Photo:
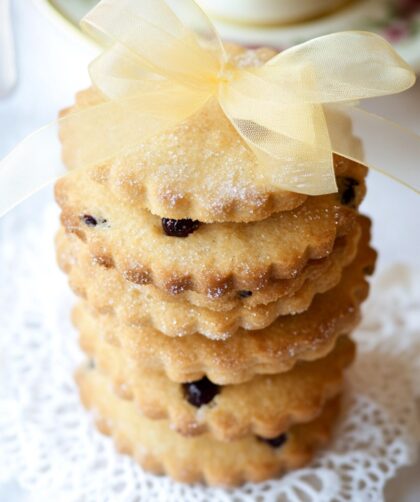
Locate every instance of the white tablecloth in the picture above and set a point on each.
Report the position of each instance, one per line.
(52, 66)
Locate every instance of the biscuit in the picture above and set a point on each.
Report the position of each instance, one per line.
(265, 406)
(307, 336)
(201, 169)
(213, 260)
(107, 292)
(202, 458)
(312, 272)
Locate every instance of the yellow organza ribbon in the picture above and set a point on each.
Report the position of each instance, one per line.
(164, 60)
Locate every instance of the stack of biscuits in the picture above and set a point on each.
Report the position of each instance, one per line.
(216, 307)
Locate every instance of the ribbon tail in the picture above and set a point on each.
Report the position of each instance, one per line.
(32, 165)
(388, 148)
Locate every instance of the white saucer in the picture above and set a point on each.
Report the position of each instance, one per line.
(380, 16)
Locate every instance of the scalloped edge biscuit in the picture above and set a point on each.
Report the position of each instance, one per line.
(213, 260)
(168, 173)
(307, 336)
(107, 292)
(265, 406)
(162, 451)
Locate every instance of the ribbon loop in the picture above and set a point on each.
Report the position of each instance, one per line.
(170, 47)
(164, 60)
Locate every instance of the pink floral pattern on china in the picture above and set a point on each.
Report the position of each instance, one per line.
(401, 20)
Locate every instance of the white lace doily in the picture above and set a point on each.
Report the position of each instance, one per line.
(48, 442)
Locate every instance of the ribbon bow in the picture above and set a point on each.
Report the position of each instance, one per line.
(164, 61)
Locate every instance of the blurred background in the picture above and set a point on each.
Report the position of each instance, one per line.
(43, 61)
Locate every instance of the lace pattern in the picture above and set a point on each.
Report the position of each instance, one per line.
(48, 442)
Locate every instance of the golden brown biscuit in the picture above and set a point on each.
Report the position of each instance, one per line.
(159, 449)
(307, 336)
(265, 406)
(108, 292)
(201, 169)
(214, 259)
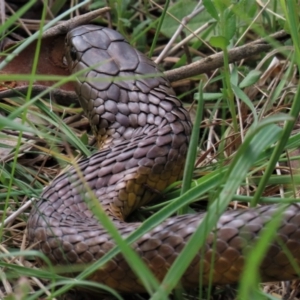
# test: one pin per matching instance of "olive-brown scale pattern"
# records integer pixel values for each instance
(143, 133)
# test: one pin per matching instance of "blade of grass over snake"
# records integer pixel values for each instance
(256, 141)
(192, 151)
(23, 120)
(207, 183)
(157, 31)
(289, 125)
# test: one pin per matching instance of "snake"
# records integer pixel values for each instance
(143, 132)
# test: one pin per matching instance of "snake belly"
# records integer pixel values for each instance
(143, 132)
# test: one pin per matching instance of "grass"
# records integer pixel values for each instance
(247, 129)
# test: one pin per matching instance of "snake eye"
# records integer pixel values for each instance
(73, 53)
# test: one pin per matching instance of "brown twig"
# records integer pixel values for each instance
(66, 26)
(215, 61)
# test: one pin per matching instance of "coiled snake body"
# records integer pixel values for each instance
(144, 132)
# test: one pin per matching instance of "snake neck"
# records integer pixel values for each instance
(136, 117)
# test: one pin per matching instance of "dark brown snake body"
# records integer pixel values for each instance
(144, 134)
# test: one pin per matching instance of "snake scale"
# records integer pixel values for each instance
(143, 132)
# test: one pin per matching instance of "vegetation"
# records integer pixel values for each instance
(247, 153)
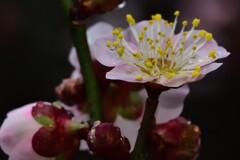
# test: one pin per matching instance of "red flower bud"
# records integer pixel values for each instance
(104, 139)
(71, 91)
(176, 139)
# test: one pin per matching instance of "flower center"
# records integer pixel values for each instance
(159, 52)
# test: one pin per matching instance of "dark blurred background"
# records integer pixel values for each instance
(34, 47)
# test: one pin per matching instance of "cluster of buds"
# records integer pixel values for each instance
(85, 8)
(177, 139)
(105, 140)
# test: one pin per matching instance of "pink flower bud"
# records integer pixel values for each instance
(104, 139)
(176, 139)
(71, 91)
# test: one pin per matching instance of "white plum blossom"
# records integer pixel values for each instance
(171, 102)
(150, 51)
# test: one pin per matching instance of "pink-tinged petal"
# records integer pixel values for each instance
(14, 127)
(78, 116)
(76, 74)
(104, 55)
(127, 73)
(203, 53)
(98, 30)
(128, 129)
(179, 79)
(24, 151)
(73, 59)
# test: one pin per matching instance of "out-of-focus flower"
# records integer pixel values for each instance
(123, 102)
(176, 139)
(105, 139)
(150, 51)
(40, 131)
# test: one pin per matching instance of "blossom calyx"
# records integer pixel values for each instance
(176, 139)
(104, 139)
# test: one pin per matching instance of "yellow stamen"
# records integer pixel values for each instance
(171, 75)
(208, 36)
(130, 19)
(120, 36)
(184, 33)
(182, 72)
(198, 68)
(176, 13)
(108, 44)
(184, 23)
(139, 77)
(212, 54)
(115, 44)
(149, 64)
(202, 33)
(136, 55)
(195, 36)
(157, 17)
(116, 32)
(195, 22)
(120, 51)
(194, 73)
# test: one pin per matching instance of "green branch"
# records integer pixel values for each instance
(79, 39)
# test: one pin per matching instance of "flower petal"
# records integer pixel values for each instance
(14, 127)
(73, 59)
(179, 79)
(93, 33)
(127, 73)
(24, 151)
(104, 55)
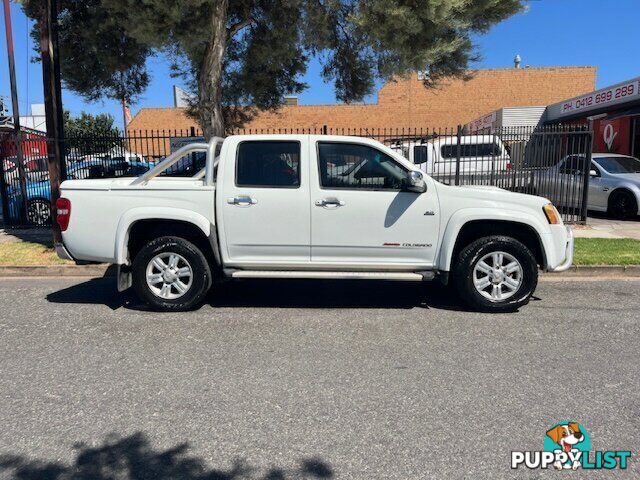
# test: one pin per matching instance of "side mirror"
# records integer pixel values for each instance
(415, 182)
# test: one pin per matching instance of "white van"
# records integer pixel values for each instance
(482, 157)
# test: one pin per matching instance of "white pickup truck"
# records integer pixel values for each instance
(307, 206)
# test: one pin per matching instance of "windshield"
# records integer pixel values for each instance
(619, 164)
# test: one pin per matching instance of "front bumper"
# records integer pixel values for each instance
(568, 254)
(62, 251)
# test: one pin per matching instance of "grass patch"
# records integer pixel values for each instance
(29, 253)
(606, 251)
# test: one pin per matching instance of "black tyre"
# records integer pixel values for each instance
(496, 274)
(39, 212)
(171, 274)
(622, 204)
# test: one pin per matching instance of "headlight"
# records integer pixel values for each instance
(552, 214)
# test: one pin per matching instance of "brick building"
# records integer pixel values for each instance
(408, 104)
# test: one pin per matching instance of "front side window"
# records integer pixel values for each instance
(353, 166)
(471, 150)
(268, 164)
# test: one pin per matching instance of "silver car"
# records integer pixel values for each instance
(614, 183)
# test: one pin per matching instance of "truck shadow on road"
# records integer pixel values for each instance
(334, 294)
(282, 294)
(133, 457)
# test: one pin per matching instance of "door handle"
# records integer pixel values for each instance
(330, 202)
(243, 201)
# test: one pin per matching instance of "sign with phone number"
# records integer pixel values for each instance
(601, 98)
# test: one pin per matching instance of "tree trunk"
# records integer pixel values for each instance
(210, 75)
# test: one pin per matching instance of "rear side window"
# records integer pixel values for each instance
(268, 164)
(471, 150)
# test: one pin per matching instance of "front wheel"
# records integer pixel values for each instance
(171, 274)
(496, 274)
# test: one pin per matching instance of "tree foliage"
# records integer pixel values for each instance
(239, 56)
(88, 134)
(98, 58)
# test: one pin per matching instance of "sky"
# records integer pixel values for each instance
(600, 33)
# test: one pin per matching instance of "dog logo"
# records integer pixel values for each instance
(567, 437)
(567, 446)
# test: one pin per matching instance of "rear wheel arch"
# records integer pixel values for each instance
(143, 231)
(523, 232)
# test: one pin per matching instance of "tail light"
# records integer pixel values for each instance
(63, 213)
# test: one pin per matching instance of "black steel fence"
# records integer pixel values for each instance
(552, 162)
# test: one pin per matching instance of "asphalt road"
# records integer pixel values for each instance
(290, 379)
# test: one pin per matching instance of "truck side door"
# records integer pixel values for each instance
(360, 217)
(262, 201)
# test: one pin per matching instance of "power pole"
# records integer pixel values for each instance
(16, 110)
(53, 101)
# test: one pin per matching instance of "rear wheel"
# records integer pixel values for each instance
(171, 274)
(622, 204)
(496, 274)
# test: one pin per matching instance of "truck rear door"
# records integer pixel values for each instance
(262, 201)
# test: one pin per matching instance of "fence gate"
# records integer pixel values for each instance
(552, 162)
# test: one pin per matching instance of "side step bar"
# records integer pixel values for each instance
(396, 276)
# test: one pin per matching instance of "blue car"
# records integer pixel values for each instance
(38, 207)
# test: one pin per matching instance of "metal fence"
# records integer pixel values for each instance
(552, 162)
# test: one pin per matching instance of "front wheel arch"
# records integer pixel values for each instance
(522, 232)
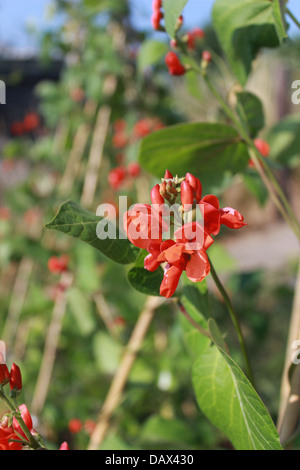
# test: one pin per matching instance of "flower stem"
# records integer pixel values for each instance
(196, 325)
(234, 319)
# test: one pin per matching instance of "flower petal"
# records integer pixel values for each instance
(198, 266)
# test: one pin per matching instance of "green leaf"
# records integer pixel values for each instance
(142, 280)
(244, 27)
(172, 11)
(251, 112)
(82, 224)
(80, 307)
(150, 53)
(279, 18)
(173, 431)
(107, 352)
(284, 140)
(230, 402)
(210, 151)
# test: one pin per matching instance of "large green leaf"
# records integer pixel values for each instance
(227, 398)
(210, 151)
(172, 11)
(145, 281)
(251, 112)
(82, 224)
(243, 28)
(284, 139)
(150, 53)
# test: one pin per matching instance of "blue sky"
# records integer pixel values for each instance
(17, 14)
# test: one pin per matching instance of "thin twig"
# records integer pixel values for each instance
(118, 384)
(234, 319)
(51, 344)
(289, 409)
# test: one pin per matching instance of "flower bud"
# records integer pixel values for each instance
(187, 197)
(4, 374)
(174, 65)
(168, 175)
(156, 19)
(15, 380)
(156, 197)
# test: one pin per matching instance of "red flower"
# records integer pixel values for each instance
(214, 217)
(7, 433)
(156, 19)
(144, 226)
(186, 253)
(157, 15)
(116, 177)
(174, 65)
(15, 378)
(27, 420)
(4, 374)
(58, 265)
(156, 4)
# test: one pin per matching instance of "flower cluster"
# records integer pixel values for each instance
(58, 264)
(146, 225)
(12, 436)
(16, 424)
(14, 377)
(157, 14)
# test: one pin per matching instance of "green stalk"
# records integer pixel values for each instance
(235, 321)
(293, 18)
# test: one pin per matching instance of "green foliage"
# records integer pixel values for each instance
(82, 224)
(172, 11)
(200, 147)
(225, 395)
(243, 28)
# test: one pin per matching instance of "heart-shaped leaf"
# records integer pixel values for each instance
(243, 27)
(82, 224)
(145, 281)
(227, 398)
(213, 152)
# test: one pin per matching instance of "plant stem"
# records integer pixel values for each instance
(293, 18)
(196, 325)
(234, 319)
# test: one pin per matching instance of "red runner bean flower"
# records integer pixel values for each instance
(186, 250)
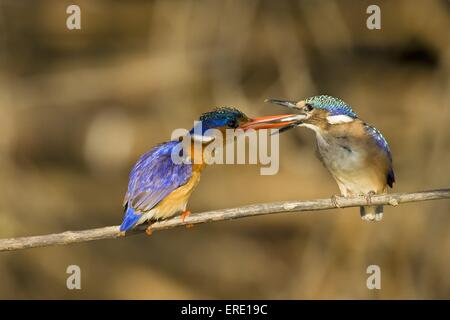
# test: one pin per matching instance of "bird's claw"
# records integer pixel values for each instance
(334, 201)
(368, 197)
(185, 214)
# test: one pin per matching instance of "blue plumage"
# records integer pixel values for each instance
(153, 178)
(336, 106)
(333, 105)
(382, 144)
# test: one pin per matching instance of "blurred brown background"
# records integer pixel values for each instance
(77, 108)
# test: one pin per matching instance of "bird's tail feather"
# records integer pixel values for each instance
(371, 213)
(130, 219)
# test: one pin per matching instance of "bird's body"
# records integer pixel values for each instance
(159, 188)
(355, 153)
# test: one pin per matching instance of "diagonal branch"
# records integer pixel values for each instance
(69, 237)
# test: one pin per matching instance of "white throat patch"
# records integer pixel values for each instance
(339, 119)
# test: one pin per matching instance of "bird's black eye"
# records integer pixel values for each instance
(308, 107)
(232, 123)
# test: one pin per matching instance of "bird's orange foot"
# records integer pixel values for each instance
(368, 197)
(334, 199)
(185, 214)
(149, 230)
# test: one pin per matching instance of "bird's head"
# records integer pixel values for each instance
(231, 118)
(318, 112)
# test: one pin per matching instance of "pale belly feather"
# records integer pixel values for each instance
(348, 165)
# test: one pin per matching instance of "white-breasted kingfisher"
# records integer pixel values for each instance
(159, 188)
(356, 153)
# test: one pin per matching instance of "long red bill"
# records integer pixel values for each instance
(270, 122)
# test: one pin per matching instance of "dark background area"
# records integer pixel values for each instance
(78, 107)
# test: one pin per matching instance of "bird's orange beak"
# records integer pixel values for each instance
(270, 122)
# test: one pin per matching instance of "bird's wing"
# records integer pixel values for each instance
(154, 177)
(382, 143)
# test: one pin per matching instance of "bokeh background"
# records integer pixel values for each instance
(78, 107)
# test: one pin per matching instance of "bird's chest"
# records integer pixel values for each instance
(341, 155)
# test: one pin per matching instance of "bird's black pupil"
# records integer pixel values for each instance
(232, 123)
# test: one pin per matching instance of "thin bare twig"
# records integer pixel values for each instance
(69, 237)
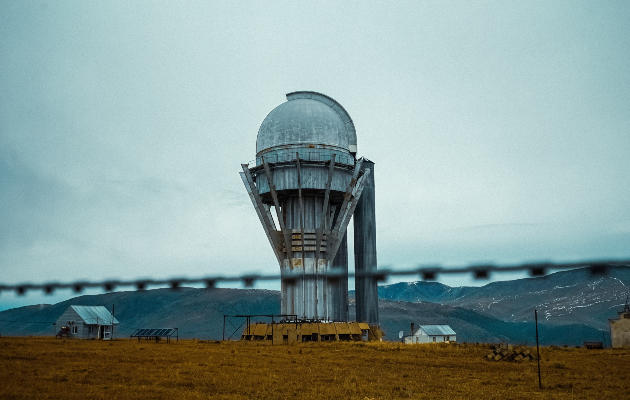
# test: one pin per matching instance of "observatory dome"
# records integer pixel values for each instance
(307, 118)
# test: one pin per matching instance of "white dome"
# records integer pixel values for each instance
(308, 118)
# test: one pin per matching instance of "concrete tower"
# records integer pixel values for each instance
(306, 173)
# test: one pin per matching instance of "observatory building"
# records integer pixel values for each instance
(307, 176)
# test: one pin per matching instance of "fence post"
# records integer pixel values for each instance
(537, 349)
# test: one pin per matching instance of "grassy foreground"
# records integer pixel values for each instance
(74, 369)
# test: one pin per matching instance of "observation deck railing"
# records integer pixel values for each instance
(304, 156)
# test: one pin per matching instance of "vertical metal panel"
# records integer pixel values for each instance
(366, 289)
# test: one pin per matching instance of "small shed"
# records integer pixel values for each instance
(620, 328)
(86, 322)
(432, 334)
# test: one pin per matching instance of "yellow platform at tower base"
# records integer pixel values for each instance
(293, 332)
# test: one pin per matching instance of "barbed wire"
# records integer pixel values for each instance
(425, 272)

> REQUIRED TASK
All lines from the one containing "platform at tower" through the end of the records, both ends included, are to be quoted exactly; please add nothing else.

> RESPONSE
# test: one pin per matching instance of "yellow platform at tower base"
# records integer pixel values for each instance
(293, 332)
# test: one pin per matching instance of "barbed wire"
# records integer pixel values for each instance
(425, 272)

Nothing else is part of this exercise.